**Stated goal:** Pick out and copy each line in the entries below that contains the word "plate".

=====

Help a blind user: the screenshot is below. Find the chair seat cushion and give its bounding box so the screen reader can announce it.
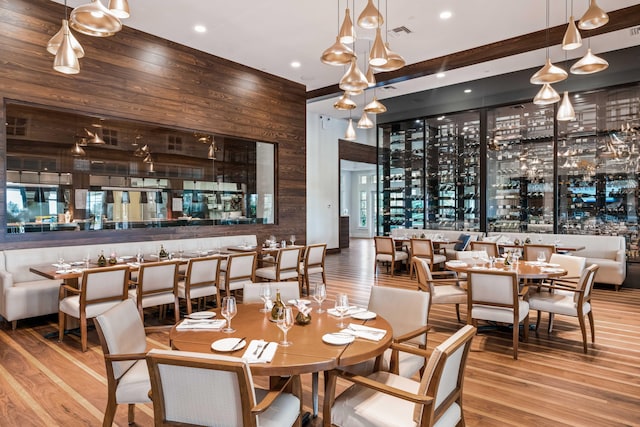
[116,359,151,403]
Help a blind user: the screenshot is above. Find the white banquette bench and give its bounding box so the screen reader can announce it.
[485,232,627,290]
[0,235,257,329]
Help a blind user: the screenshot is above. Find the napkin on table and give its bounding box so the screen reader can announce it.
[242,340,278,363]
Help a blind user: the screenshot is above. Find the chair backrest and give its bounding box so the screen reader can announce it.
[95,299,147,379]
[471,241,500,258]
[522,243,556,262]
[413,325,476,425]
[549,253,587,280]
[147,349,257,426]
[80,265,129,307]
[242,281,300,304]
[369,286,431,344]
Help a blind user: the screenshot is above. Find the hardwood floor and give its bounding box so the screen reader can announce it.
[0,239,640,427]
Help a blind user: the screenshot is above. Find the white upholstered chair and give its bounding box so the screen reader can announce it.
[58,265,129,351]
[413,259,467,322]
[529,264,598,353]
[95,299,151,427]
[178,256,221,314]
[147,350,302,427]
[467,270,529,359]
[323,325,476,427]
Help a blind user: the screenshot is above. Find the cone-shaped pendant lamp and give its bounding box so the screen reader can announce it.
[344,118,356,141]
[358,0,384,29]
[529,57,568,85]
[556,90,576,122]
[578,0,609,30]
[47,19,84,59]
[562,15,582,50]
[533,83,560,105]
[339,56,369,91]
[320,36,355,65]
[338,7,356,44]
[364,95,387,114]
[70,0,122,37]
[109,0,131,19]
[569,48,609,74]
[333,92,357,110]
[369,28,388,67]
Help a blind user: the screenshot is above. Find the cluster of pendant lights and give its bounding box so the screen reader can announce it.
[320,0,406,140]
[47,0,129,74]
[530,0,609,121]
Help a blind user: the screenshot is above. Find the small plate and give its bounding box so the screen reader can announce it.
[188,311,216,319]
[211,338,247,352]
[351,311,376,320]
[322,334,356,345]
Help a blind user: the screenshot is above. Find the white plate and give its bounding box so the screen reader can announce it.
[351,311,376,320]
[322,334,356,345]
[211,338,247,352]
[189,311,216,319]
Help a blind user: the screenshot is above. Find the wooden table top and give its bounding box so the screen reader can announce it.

=====

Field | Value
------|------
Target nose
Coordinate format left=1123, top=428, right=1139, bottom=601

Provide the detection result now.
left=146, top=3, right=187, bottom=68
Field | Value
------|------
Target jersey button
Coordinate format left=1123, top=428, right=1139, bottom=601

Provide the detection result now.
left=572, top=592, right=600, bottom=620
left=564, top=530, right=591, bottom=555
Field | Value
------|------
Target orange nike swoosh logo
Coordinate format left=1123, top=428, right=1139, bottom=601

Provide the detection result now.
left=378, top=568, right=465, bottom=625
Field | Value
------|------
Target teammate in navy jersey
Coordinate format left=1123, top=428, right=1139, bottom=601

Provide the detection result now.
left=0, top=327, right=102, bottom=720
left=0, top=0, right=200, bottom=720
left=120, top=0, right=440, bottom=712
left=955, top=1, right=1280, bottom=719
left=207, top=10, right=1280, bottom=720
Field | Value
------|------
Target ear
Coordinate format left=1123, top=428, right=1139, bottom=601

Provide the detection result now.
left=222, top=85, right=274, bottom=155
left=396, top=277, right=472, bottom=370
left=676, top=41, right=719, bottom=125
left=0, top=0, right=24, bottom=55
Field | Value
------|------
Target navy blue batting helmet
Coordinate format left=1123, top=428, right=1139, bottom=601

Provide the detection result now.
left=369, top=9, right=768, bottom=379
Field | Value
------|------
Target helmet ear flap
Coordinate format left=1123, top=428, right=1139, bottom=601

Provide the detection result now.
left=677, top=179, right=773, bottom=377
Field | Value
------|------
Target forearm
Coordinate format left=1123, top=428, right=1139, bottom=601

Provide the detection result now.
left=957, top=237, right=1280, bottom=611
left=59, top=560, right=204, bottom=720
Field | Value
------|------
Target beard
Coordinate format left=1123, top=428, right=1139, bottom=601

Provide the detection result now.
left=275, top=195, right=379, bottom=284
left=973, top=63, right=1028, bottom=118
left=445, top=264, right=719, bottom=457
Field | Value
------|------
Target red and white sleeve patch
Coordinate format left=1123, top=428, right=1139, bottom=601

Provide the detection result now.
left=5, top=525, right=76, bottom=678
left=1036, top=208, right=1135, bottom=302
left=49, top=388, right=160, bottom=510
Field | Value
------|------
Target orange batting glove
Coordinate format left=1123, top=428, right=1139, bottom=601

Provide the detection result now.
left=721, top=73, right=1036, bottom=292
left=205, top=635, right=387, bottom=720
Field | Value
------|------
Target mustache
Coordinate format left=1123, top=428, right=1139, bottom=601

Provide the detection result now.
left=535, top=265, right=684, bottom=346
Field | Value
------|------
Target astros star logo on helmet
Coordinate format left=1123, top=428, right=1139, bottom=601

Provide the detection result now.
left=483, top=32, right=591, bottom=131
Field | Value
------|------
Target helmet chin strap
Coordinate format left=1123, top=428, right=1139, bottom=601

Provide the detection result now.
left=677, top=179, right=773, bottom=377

=====

**Answer to this problem:**
Help a blind user: the screenshot is above. Find the small plate and give its bounding box so the screen reader can announce it.
Help a blind user: the screenshot is above. Find the white plate and give its bounding box so the screen reader can announce it.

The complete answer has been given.